» **Action item**: Copy out, word for word, the stretch from the start of the items through the line that contains "rough mask: <svg", leaving out the pictures.

------------------------------------------------

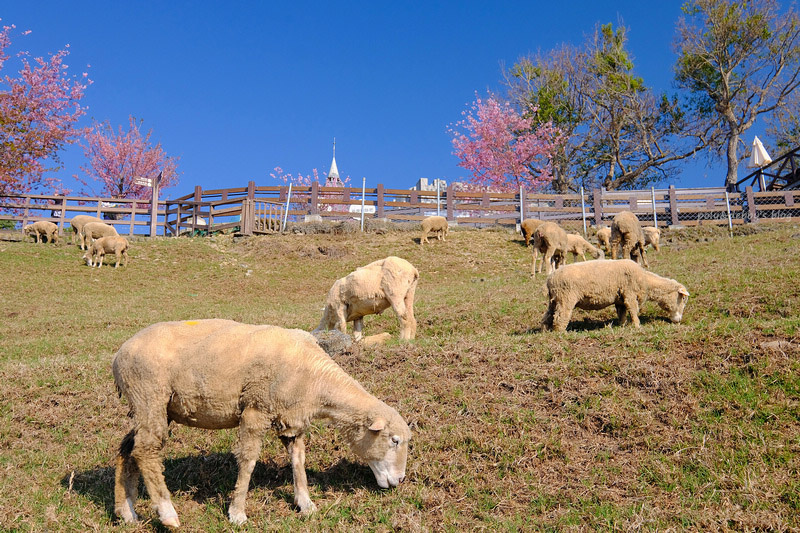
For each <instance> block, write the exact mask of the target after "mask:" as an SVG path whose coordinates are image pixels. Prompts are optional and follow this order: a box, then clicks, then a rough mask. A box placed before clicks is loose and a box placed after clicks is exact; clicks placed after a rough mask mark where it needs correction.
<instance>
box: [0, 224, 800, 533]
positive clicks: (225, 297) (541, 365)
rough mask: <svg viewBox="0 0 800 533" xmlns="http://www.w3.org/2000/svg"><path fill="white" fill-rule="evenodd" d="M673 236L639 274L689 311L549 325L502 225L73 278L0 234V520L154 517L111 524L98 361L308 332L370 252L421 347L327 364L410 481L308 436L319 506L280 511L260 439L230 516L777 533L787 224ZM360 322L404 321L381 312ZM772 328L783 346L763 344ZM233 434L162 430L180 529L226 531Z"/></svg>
mask: <svg viewBox="0 0 800 533" xmlns="http://www.w3.org/2000/svg"><path fill="white" fill-rule="evenodd" d="M737 232H738V233H739V234H738V235H736V236H735V237H734V238H732V239H731V238H729V237H728V236H727V232H726V229H725V228H697V229H693V230H684V231H682V232H667V233H666V234H665V235H664V236H663V237H662V242H663V243H664V244H665V246H664V249H663V250H662V252H660V253H652V252H651V253H650V254H649V255H650V259H651V266H652V270H653V271H655V272H658V273H659V274H662V275H667V276H669V277H674V278H676V279H678V280H680V281H681V282H682V283H684V284H685V285H686V286H687V287H688V288H689V290H690V292H691V293H692V296H691V298H690V300H689V304H688V306H687V311H686V315H685V320H684V323H682V324H680V325H673V324H669V323H668V322H667V321H665V320H664V319H663V318H662V317H661V316H660V313H659V312H658V310H657V308H655V307H652V306H649V305H647V306H645V310H644V313H643V316H642V324H643V327H642V329H641V330H639V331H636V330H634V329H632V328H616V327H609V324H610V322H611V319H612V317H613V316H614V312H613V309H610V310H605V311H602V312H594V313H585V312H580V311H579V312H576V314H575V315H574V317H573V323H572V324H571V326H570V328H569V329H568V331H567V332H565V333H561V334H558V333H541V332H539V330H538V322H539V320H540V318H541V315H542V314H543V312H544V308H545V305H544V304H545V297H544V293H543V291H542V285H543V283H544V278H537V279H536V280H531V279H530V277H529V274H528V273H529V269H530V252H529V250H527V249H525V248H524V246H522V244H521V237H519V236H516V235H512V234H509V233H508V232H505V231H487V230H483V231H467V230H460V231H454V232H451V234H450V235H449V236H448V240H447V242H433V243H432V245H431V246H425V247H420V246H419V245H418V244H417V242H418V241H417V239H418V234H417V233H416V232H402V231H382V232H381V234H375V233H368V234H364V235H362V234H319V235H284V236H269V237H259V238H252V239H244V240H236V241H235V242H234V240H233V239H232V238H231V237H229V236H218V237H214V238H210V239H202V238H196V239H183V238H182V239H157V240H153V241H146V240H142V241H138V242H134V243H133V244H132V247H131V251H130V254H131V261H130V265H129V267H127V268H121V269H119V270H117V271H114V270H113V269H105V268H104V269H103V270H102V271H97V270H91V269H89V268H87V267H84V266H82V265H81V263H80V259H79V258H80V253H79V251H78V250H77V248H76V247H68V246H54V247H44V246H38V247H37V246H35V245H33V244H30V243H20V242H0V294H2V295H3V300H2V301H3V306H2V309H0V316H2V321H3V330H2V332H0V469H2V471H3V474H4V475H2V476H0V528H2V529H4V530H33V531H44V530H70V531H84V530H106V529H110V528H112V527H114V528H118V529H121V530H126V531H127V530H131V531H133V530H144V531H150V530H158V529H159V528H160V525H159V524H158V521H157V519H156V518H155V515H154V514H153V513H152V512H151V511H150V510H149V508H148V505H147V503H148V500H147V499H146V498H143V499H142V500H140V503H139V508H138V510H139V511H140V514H141V515H142V517H143V518H144V520H145V522H143V523H142V524H140V525H139V526H136V527H130V526H123V525H117V524H115V523H114V522H113V519H112V516H111V514H110V513H111V508H112V495H111V490H112V480H113V471H112V468H111V465H112V459H113V455H114V452H115V448H116V447H117V446H118V443H119V440H120V439H121V437H122V436H123V435H124V433H125V432H126V431H127V428H128V421H127V419H126V417H125V412H126V409H125V406H124V405H123V404H122V403H121V402H120V401H119V399H118V398H117V396H116V393H115V391H114V390H113V383H112V380H111V376H110V370H109V360H110V357H111V354H112V353H113V352H114V351H115V350H116V348H117V347H118V346H119V345H120V344H121V343H122V342H123V341H124V340H125V339H126V338H128V337H130V336H131V335H132V334H133V333H135V332H136V331H138V330H139V329H141V328H142V327H144V326H146V325H148V324H150V323H152V322H157V321H161V320H174V319H186V318H203V317H222V318H231V319H236V320H241V321H244V322H251V323H273V324H278V325H283V326H287V327H301V328H304V329H311V328H313V327H314V326H316V324H317V322H318V320H319V314H320V308H321V304H322V300H323V297H324V295H325V293H326V291H327V289H328V288H329V287H330V284H331V283H332V282H333V280H335V279H337V278H338V277H341V276H342V275H344V274H346V273H347V272H349V271H351V270H352V269H353V268H355V267H357V266H360V265H363V264H366V263H368V262H370V261H372V260H374V259H377V258H380V257H385V256H386V255H399V256H401V257H404V258H406V259H408V260H409V261H411V262H412V263H413V264H415V265H416V266H417V268H418V269H419V270H420V272H421V279H420V284H419V289H418V292H417V295H418V298H417V299H418V303H417V316H418V319H419V330H418V339H417V341H415V342H414V343H411V344H399V343H395V342H392V343H390V344H389V345H386V346H379V347H375V348H372V349H369V350H362V351H357V352H356V353H354V354H352V355H349V356H346V357H342V358H340V359H339V361H338V362H339V363H340V364H341V365H342V366H343V367H344V368H345V369H346V370H347V371H348V372H349V373H350V374H351V375H353V376H354V377H356V378H357V379H358V380H359V381H360V382H361V383H362V384H363V385H364V386H365V387H366V388H367V389H368V390H370V391H371V392H373V393H374V394H375V395H376V396H378V397H380V398H382V399H384V400H385V401H386V402H387V403H389V404H391V405H393V406H395V407H396V408H397V409H398V410H399V411H400V412H401V413H402V414H403V415H404V416H405V417H406V418H407V420H408V421H409V423H410V424H411V426H412V430H413V431H414V441H413V444H412V451H411V456H410V459H409V465H408V472H407V474H408V478H407V481H406V483H404V484H403V485H402V486H401V487H399V488H398V489H396V490H393V491H379V490H377V488H376V487H375V483H374V479H373V478H372V475H371V473H370V472H369V469H368V468H367V467H366V466H364V465H361V464H359V463H357V462H355V459H354V457H353V456H352V455H351V454H350V453H349V452H348V451H347V450H346V449H345V448H344V446H343V443H342V442H341V440H340V439H339V437H338V435H337V433H336V432H335V431H334V430H332V429H330V428H328V427H327V426H324V425H316V426H315V427H314V429H313V431H312V437H311V441H310V445H309V450H308V469H309V477H310V483H311V484H312V488H311V490H312V498H314V499H315V501H316V503H317V505H318V506H319V508H320V512H319V513H317V514H316V515H314V516H312V517H309V518H307V519H304V518H301V517H299V516H298V515H297V513H296V512H295V511H294V510H293V509H292V507H291V474H290V471H289V469H288V466H287V459H286V456H285V453H284V452H283V451H282V447H281V446H280V445H279V443H278V442H276V439H273V438H268V439H267V440H266V441H265V448H264V453H263V454H262V461H261V462H260V463H259V465H258V467H257V469H256V472H255V474H254V478H253V484H252V490H251V496H250V499H249V502H248V514H249V516H250V522H249V523H248V525H247V526H246V527H245V528H244V529H253V530H256V529H269V530H286V529H292V528H299V529H309V530H331V531H350V530H354V529H364V528H367V529H374V530H378V531H384V530H392V529H405V530H411V531H429V530H433V531H440V530H441V531H456V530H458V531H461V530H482V529H492V530H507V531H517V530H565V529H566V530H569V529H575V530H594V529H603V530H623V529H624V530H628V529H647V530H666V529H673V530H776V531H781V530H792V529H797V528H800V481H798V480H799V479H800V477H798V470H799V469H800V459H798V457H799V456H798V451H800V372H799V371H800V365H799V364H798V355H800V350H798V346H800V339H799V338H798V337H799V335H798V328H799V327H800V319H798V311H800V303H799V302H800V299H799V298H798V296H800V283H799V282H800V263H799V262H798V260H797V257H798V252H800V228H798V227H797V226H796V225H769V226H767V225H763V226H757V227H755V228H751V229H747V230H743V229H740V230H737ZM365 326H366V333H367V334H371V333H376V332H379V331H390V332H392V333H395V334H396V333H397V323H396V320H395V319H394V317H393V316H391V313H390V312H387V313H385V314H384V315H381V316H379V317H371V318H370V317H368V318H367V320H366V324H365ZM775 341H784V342H783V344H775ZM234 438H235V434H234V432H232V431H222V432H210V431H200V430H193V429H187V428H184V427H180V426H178V427H175V428H173V430H172V437H171V439H170V440H169V442H168V444H167V448H166V456H167V460H166V461H165V466H166V468H165V474H166V476H167V480H168V485H169V487H170V489H171V490H172V491H173V494H174V500H175V505H176V508H177V510H178V513H179V515H180V517H181V520H182V522H183V524H184V525H185V528H186V529H187V530H189V531H217V530H219V531H223V530H229V529H230V527H229V526H228V524H227V521H226V519H225V516H226V510H227V499H228V495H229V492H230V490H231V489H232V487H233V483H234V480H235V461H234V460H233V458H232V456H231V455H230V453H229V450H230V445H231V443H232V442H233V440H234Z"/></svg>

------------------------------------------------

» **Solution to this task**:
For each <instance> block, write the exact mask of the target after "mask:" as an SVG path whose coordinates are image pixels. Prompts are optional and follow this order: a box, then clicks, then a rough mask. A box placed before clicks is loose and a box placed after clicks is exact; clicks placed after a rough mask mark where it needs correction.
<instance>
box: [0, 224, 800, 533]
positive clicks: (225, 297) (541, 365)
rough mask: <svg viewBox="0 0 800 533" xmlns="http://www.w3.org/2000/svg"><path fill="white" fill-rule="evenodd" d="M673 236L639 274L689 311L549 325L502 225L73 278L0 234V520L154 517L111 524L98 361L308 332L370 252L421 347L327 364L410 481L308 436L319 506L280 511L260 439L230 516L777 533L787 224ZM360 322L404 321L381 312ZM772 328L783 346L763 344ZM233 434L162 430L180 529L226 531Z"/></svg>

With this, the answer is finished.